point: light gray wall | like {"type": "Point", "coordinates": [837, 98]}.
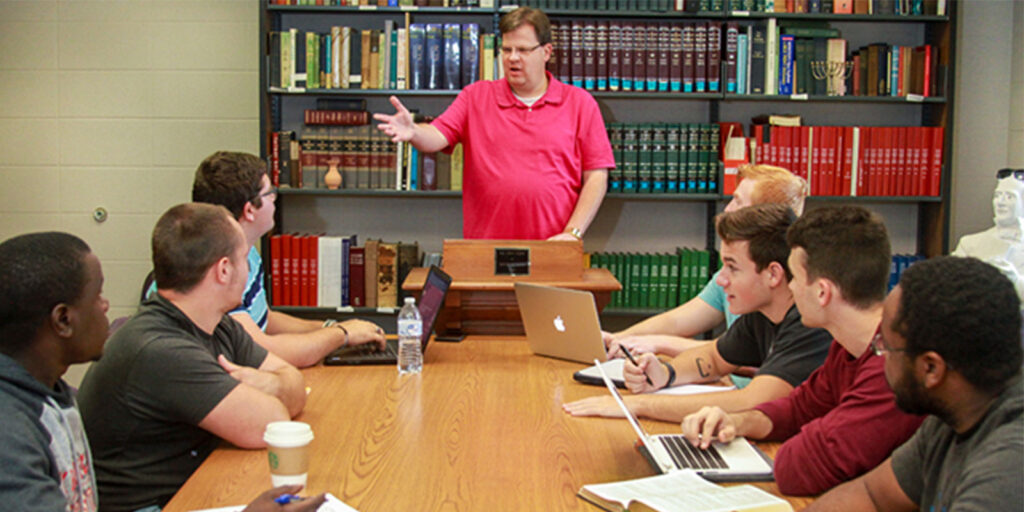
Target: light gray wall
{"type": "Point", "coordinates": [989, 111]}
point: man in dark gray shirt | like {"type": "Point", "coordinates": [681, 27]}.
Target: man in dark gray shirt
{"type": "Point", "coordinates": [768, 334]}
{"type": "Point", "coordinates": [951, 336]}
{"type": "Point", "coordinates": [181, 374]}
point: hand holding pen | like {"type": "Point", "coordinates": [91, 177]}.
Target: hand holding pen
{"type": "Point", "coordinates": [284, 499]}
{"type": "Point", "coordinates": [643, 372]}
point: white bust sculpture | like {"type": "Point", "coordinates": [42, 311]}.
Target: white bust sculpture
{"type": "Point", "coordinates": [1003, 245]}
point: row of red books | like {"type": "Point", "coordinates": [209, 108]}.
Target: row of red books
{"type": "Point", "coordinates": [324, 270]}
{"type": "Point", "coordinates": [896, 161]}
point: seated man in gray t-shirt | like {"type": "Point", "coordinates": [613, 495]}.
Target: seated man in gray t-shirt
{"type": "Point", "coordinates": [182, 375]}
{"type": "Point", "coordinates": [951, 337]}
{"type": "Point", "coordinates": [769, 334]}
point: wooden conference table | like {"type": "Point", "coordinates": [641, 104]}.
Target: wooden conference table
{"type": "Point", "coordinates": [481, 428]}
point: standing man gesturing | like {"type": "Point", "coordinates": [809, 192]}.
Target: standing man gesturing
{"type": "Point", "coordinates": [537, 152]}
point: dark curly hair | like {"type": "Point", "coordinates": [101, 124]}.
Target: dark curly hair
{"type": "Point", "coordinates": [764, 227]}
{"type": "Point", "coordinates": [229, 179]}
{"type": "Point", "coordinates": [37, 271]}
{"type": "Point", "coordinates": [968, 312]}
{"type": "Point", "coordinates": [849, 246]}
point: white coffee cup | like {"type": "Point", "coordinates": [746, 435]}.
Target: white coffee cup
{"type": "Point", "coordinates": [288, 452]}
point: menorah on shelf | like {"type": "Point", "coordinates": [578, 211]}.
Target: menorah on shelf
{"type": "Point", "coordinates": [836, 72]}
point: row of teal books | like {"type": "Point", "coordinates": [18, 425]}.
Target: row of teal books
{"type": "Point", "coordinates": [655, 280]}
{"type": "Point", "coordinates": [665, 158]}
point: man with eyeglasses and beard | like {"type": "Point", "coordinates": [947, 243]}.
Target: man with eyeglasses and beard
{"type": "Point", "coordinates": [537, 152]}
{"type": "Point", "coordinates": [951, 338]}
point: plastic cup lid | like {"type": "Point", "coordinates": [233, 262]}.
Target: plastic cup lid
{"type": "Point", "coordinates": [288, 433]}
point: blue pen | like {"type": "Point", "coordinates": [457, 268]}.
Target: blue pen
{"type": "Point", "coordinates": [286, 499]}
{"type": "Point", "coordinates": [634, 361]}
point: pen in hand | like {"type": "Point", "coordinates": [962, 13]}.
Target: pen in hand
{"type": "Point", "coordinates": [634, 361]}
{"type": "Point", "coordinates": [286, 499]}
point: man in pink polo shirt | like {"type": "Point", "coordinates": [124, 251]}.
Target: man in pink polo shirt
{"type": "Point", "coordinates": [537, 153]}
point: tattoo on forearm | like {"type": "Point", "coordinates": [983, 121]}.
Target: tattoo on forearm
{"type": "Point", "coordinates": [704, 369]}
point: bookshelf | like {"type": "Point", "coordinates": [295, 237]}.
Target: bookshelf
{"type": "Point", "coordinates": [627, 221]}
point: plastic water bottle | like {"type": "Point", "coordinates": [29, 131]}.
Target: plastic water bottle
{"type": "Point", "coordinates": [410, 334]}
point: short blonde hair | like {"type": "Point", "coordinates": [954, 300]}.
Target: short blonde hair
{"type": "Point", "coordinates": [775, 184]}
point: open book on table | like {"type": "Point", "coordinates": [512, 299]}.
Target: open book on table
{"type": "Point", "coordinates": [680, 491]}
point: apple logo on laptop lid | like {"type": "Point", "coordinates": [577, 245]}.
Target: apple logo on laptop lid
{"type": "Point", "coordinates": [559, 324]}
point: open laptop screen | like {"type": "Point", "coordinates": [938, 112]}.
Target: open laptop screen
{"type": "Point", "coordinates": [432, 299]}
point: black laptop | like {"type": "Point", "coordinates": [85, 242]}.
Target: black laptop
{"type": "Point", "coordinates": [431, 300]}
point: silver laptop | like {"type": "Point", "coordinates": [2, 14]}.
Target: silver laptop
{"type": "Point", "coordinates": [431, 300]}
{"type": "Point", "coordinates": [735, 461]}
{"type": "Point", "coordinates": [560, 323]}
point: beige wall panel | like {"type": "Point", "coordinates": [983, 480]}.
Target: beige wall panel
{"type": "Point", "coordinates": [105, 94]}
{"type": "Point", "coordinates": [170, 186]}
{"type": "Point", "coordinates": [122, 238]}
{"type": "Point", "coordinates": [205, 45]}
{"type": "Point", "coordinates": [185, 143]}
{"type": "Point", "coordinates": [29, 10]}
{"type": "Point", "coordinates": [107, 142]}
{"type": "Point", "coordinates": [205, 94]}
{"type": "Point", "coordinates": [118, 189]}
{"type": "Point", "coordinates": [29, 93]}
{"type": "Point", "coordinates": [12, 224]}
{"type": "Point", "coordinates": [29, 141]}
{"type": "Point", "coordinates": [123, 283]}
{"type": "Point", "coordinates": [163, 10]}
{"type": "Point", "coordinates": [28, 189]}
{"type": "Point", "coordinates": [86, 45]}
{"type": "Point", "coordinates": [28, 45]}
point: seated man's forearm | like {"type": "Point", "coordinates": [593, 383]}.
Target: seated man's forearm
{"type": "Point", "coordinates": [676, 408]}
{"type": "Point", "coordinates": [291, 390]}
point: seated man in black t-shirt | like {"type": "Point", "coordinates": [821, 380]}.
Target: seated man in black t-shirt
{"type": "Point", "coordinates": [181, 375]}
{"type": "Point", "coordinates": [769, 333]}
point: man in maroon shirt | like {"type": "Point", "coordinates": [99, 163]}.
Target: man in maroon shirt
{"type": "Point", "coordinates": [842, 421]}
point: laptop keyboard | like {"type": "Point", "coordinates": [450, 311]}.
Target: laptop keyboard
{"type": "Point", "coordinates": [687, 456]}
{"type": "Point", "coordinates": [367, 351]}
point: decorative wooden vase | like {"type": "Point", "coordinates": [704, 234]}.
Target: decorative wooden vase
{"type": "Point", "coordinates": [333, 177]}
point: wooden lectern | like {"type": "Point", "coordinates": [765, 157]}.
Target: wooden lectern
{"type": "Point", "coordinates": [481, 299]}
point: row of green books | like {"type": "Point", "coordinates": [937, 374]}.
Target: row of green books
{"type": "Point", "coordinates": [655, 280]}
{"type": "Point", "coordinates": [665, 158]}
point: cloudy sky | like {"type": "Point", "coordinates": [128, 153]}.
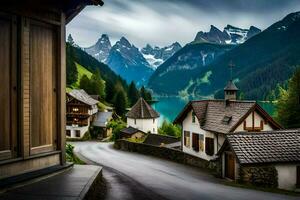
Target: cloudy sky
{"type": "Point", "coordinates": [161, 22]}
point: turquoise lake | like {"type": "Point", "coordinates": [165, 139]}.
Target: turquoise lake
{"type": "Point", "coordinates": [169, 107]}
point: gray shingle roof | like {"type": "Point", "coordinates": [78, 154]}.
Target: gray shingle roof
{"type": "Point", "coordinates": [157, 140]}
{"type": "Point", "coordinates": [142, 110]}
{"type": "Point", "coordinates": [82, 96]}
{"type": "Point", "coordinates": [211, 113]}
{"type": "Point", "coordinates": [231, 86]}
{"type": "Point", "coordinates": [102, 118]}
{"type": "Point", "coordinates": [130, 130]}
{"type": "Point", "coordinates": [266, 147]}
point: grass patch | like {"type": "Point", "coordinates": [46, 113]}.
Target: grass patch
{"type": "Point", "coordinates": [81, 71]}
{"type": "Point", "coordinates": [136, 140]}
{"type": "Point", "coordinates": [71, 157]}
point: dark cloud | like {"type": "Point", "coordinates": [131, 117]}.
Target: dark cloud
{"type": "Point", "coordinates": [161, 22]}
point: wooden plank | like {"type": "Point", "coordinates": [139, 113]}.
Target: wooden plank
{"type": "Point", "coordinates": [61, 90]}
{"type": "Point", "coordinates": [43, 83]}
{"type": "Point", "coordinates": [25, 88]}
{"type": "Point", "coordinates": [8, 87]}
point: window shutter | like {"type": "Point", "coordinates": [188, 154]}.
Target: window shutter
{"type": "Point", "coordinates": [209, 146]}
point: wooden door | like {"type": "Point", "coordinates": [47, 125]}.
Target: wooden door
{"type": "Point", "coordinates": [43, 100]}
{"type": "Point", "coordinates": [298, 176]}
{"type": "Point", "coordinates": [8, 87]}
{"type": "Point", "coordinates": [229, 166]}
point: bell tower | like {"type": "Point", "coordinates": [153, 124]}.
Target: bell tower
{"type": "Point", "coordinates": [230, 91]}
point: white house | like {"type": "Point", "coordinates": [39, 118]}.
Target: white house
{"type": "Point", "coordinates": [143, 117]}
{"type": "Point", "coordinates": [269, 159]}
{"type": "Point", "coordinates": [81, 111]}
{"type": "Point", "coordinates": [206, 122]}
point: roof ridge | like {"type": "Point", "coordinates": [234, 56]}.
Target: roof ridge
{"type": "Point", "coordinates": [223, 100]}
{"type": "Point", "coordinates": [265, 132]}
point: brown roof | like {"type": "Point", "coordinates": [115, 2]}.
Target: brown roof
{"type": "Point", "coordinates": [231, 86]}
{"type": "Point", "coordinates": [157, 140]}
{"type": "Point", "coordinates": [265, 147]}
{"type": "Point", "coordinates": [142, 110]}
{"type": "Point", "coordinates": [82, 96]}
{"type": "Point", "coordinates": [222, 116]}
{"type": "Point", "coordinates": [130, 130]}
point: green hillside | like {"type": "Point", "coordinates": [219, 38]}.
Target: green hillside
{"type": "Point", "coordinates": [81, 71]}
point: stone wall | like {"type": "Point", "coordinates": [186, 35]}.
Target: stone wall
{"type": "Point", "coordinates": [262, 176]}
{"type": "Point", "coordinates": [167, 153]}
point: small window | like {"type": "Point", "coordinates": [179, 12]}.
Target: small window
{"type": "Point", "coordinates": [77, 133]}
{"type": "Point", "coordinates": [226, 119]}
{"type": "Point", "coordinates": [209, 146]}
{"type": "Point", "coordinates": [186, 139]}
{"type": "Point", "coordinates": [201, 142]}
{"type": "Point", "coordinates": [195, 142]}
{"type": "Point", "coordinates": [68, 133]}
{"type": "Point", "coordinates": [193, 117]}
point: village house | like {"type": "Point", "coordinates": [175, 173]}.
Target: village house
{"type": "Point", "coordinates": [81, 111]}
{"type": "Point", "coordinates": [270, 159]}
{"type": "Point", "coordinates": [143, 117]}
{"type": "Point", "coordinates": [100, 124]}
{"type": "Point", "coordinates": [33, 80]}
{"type": "Point", "coordinates": [206, 122]}
{"type": "Point", "coordinates": [133, 133]}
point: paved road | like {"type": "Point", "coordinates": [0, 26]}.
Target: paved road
{"type": "Point", "coordinates": [135, 176]}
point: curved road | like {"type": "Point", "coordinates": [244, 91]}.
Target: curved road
{"type": "Point", "coordinates": [135, 176]}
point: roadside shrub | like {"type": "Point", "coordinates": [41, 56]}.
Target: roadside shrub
{"type": "Point", "coordinates": [170, 129]}
{"type": "Point", "coordinates": [117, 126]}
{"type": "Point", "coordinates": [71, 157]}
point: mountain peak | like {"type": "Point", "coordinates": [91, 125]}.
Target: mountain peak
{"type": "Point", "coordinates": [214, 29]}
{"type": "Point", "coordinates": [230, 35]}
{"type": "Point", "coordinates": [125, 42]}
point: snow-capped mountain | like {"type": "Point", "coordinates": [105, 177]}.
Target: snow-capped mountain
{"type": "Point", "coordinates": [230, 35]}
{"type": "Point", "coordinates": [126, 60]}
{"type": "Point", "coordinates": [156, 56]}
{"type": "Point", "coordinates": [101, 49]}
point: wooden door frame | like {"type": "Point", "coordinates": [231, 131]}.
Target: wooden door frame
{"type": "Point", "coordinates": [54, 145]}
{"type": "Point", "coordinates": [14, 91]}
{"type": "Point", "coordinates": [226, 154]}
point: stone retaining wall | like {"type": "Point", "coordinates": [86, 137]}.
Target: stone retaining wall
{"type": "Point", "coordinates": [262, 176]}
{"type": "Point", "coordinates": [167, 153]}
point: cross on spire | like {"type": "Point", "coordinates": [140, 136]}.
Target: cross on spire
{"type": "Point", "coordinates": [231, 66]}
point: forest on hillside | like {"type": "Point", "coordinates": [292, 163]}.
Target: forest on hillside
{"type": "Point", "coordinates": [111, 88]}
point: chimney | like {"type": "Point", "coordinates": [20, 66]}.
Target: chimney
{"type": "Point", "coordinates": [230, 91]}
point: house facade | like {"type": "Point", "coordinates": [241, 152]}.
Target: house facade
{"type": "Point", "coordinates": [33, 75]}
{"type": "Point", "coordinates": [131, 132]}
{"type": "Point", "coordinates": [205, 123]}
{"type": "Point", "coordinates": [143, 117]}
{"type": "Point", "coordinates": [100, 124]}
{"type": "Point", "coordinates": [270, 159]}
{"type": "Point", "coordinates": [81, 111]}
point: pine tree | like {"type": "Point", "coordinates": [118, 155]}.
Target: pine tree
{"type": "Point", "coordinates": [85, 84]}
{"type": "Point", "coordinates": [72, 73]}
{"type": "Point", "coordinates": [70, 40]}
{"type": "Point", "coordinates": [133, 94]}
{"type": "Point", "coordinates": [145, 94]}
{"type": "Point", "coordinates": [97, 85]}
{"type": "Point", "coordinates": [288, 106]}
{"type": "Point", "coordinates": [120, 102]}
{"type": "Point", "coordinates": [109, 91]}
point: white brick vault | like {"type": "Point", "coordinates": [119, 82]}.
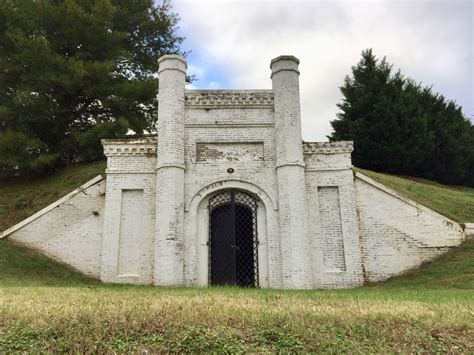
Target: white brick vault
{"type": "Point", "coordinates": [317, 224]}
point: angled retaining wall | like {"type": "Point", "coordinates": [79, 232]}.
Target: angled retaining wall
{"type": "Point", "coordinates": [396, 233]}
{"type": "Point", "coordinates": [68, 230]}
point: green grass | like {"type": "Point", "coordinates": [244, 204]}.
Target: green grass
{"type": "Point", "coordinates": [47, 307]}
{"type": "Point", "coordinates": [57, 310]}
{"type": "Point", "coordinates": [454, 202]}
{"type": "Point", "coordinates": [21, 199]}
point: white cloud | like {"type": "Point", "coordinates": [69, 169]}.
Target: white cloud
{"type": "Point", "coordinates": [430, 41]}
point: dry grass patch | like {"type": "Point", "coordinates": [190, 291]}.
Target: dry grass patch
{"type": "Point", "coordinates": [121, 318]}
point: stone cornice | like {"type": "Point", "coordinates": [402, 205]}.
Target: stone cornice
{"type": "Point", "coordinates": [130, 147]}
{"type": "Point", "coordinates": [327, 147]}
{"type": "Point", "coordinates": [228, 98]}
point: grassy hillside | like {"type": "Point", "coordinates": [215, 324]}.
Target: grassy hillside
{"type": "Point", "coordinates": [47, 307]}
{"type": "Point", "coordinates": [20, 199]}
{"type": "Point", "coordinates": [454, 202]}
{"type": "Point", "coordinates": [429, 311]}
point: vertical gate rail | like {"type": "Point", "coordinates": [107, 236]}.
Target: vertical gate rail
{"type": "Point", "coordinates": [233, 199]}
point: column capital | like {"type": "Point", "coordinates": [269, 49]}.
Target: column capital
{"type": "Point", "coordinates": [172, 62]}
{"type": "Point", "coordinates": [284, 63]}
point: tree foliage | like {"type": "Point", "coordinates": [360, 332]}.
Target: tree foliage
{"type": "Point", "coordinates": [401, 127]}
{"type": "Point", "coordinates": [75, 71]}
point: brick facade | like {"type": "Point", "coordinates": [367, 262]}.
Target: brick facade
{"type": "Point", "coordinates": [318, 225]}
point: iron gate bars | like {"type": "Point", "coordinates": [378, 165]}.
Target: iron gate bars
{"type": "Point", "coordinates": [233, 258]}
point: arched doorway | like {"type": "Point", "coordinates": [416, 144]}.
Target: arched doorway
{"type": "Point", "coordinates": [233, 258]}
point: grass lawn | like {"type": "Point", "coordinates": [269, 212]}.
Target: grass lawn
{"type": "Point", "coordinates": [47, 307]}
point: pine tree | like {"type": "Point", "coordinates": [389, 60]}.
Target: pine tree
{"type": "Point", "coordinates": [400, 127]}
{"type": "Point", "coordinates": [75, 71]}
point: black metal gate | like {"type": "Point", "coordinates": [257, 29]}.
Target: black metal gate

--- --- ---

YOUR TASK:
Repeat, without changes, every line from the one that contains "point: tree foliage" through the final line of the data.

COMPLETE RESPONSE:
point: tree foliage | like {"type": "Point", "coordinates": [360, 332]}.
Target: tree foliage
{"type": "Point", "coordinates": [401, 127]}
{"type": "Point", "coordinates": [75, 71]}
point: brick facade | like {"type": "Point", "coordinates": [367, 262]}.
Target: brick facade
{"type": "Point", "coordinates": [318, 225]}
point: iron gate bars | like {"type": "Point", "coordinates": [378, 165]}.
Target: iron gate bars
{"type": "Point", "coordinates": [233, 258]}
point: arched doorway | like {"type": "Point", "coordinates": [416, 144]}.
Target: arched doorway
{"type": "Point", "coordinates": [233, 258]}
point: grass lawn | like {"type": "Point", "coordinates": [269, 212]}.
Target: grass lawn
{"type": "Point", "coordinates": [47, 307]}
point: pine tree | like {"type": "Point", "coordinates": [389, 60]}.
Target: pine tree
{"type": "Point", "coordinates": [400, 127]}
{"type": "Point", "coordinates": [75, 71]}
point: black metal gate | like {"type": "Point", "coordinates": [257, 29]}.
Target: black metal gate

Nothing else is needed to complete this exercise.